Exercise requirements: Using the book review below, tell whether each statement agrees with it, answering yes or no and quoting the words that decide it. (a) Ellen Douglas's book Truth was her first nonfiction. (b) Carmen Agra Deedy is identified as a children's book author from Georgia. (c) Horne says "no" to dismissals of women over 70.
====== Text excerpt
A how-to-guide? If you wish. But the answers, after the loss of father, mother, career, health, self and/or purpose, differ as greatly as the voices gathered here. Some take years to find new paths; others risk new directions entirely. Many of the women refer to Covid and the consequent isolation that led to disruptive change and noticeable aging. Collaboration became the imperative technique for “getting through.” With this, the readers and viewers of Old Enough can identify. Individually and together, we attest to the historic pandemic that ruptured our lives, a time when family, work and play necessarily took on new definitions. Fortunately, art-writ-large and Old Enough in particular help us to understand and to adapt.
In 1998, novelist Ellen Douglas published her first nonfiction and penultimate book: Truth: Four Stories I Am Finally Old Enough to Tell. Douglas’ sister artists, gathered by Lamar, Horne, Jackson and Reed, are also old enough. Narrating their fears of failure and of success, the mysteries of body and bodily traumas, the acknowledgment and unraveling of insults, abuses, and aggressions, the creatives of Old Enough are old enough to write and show truth. Horne channels her 8-year-old brave-and-brash self to say “no” to dismissals of women over 60. Georgia children’s book author Carmen Agra Deedy is old enough to understand the fable her Cuban father told. Others are old enough to curse, to cry, to quit, to start, to try — and all find a way through to new purpose, even the fresh goal of enjoying this day, in and of itself, without worry about a distant future of making a mark, being a mentor or missing a deadline. Reading Old Enough, I entered each woman’s world, found likenesses and traveled inward to ask myself questions and probe my own memories. I thought of my women friends who would love to meet these women and read their stories. I listed their poets, teachers, philosophers, musicians and artists who had inspired or showed them trails that previously had been obscured. I thought of my own heroes, sisters, mothers and friends. How relieved I was in the final pages to read that today’s and tomorrow’s observations and makings, small as they may be, are sufficient.
Creativity begets creativity, ideas beget ideas and, with women, this means collaboration — our superpower. In addition to the editors and contributors, Lifetime Arts, the Alabama State Council on the Arts, University of Georgia Friends Fund, NewSouth Books and the University of Georgia Press are all to be congratulated on Old Enough: Southern Women Artists and Writers on Creativity and Aging. Together, they made the book a reality, and it feels as organic as growing old. The result is a work of art to be enjoyed and learned from in parts or as a whole. We listen eagerly to a familiar piece of music. We revisit a favorite painting. We search our shelves for the book that holds a particular passage. This is the manner in which I plan to look again and again into Old Enough, seeking joy and nuance revealed afresh.
::
Pearl McHaney, Kenneth M. England Professor of Southern Literature Emerita at Georgia State University, is a former associate dean of fine arts at GSU, an avid reader and appreciator of the arts. She is the co-founder of Revival: Lost Southern Voices festival and founding editor of the Eudora Welty Review.
============
====== Input data
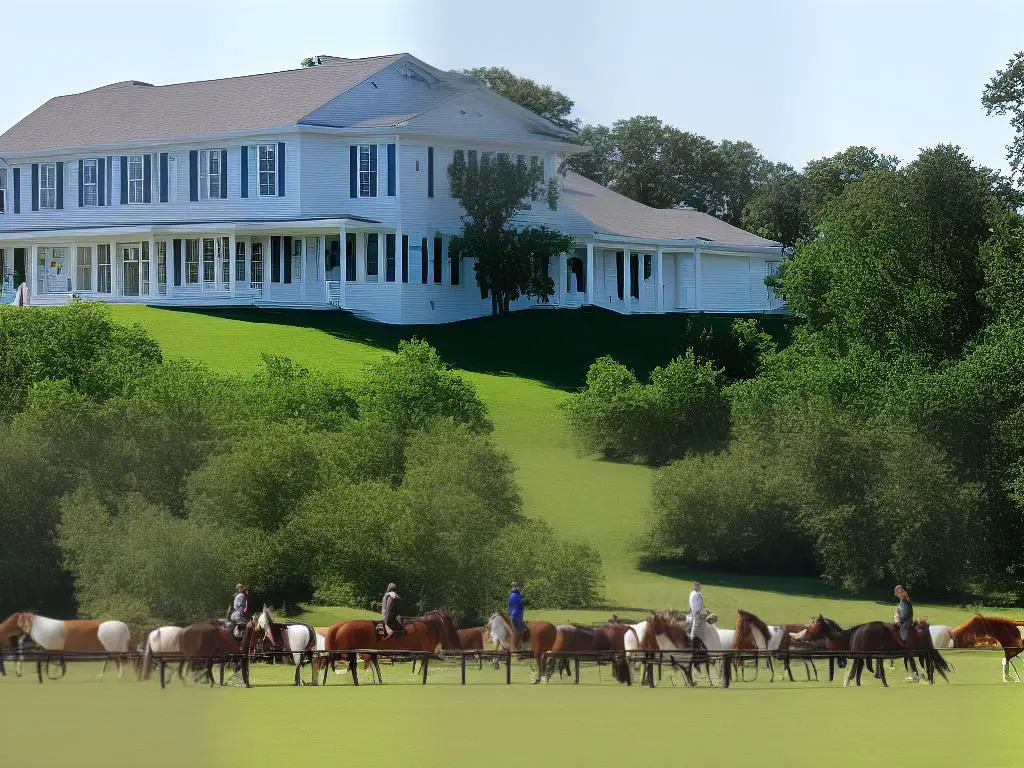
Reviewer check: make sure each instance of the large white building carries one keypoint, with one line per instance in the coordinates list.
(327, 187)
============
Expected answer:
(a) Yes: "In 1998, novelist Ellen Douglas published her first nonfiction and penultimate book"
(b) Yes: "Georgia children’s book author Carmen Agra Deedy"
(c) No: "say “no” to dismissals of women over 60"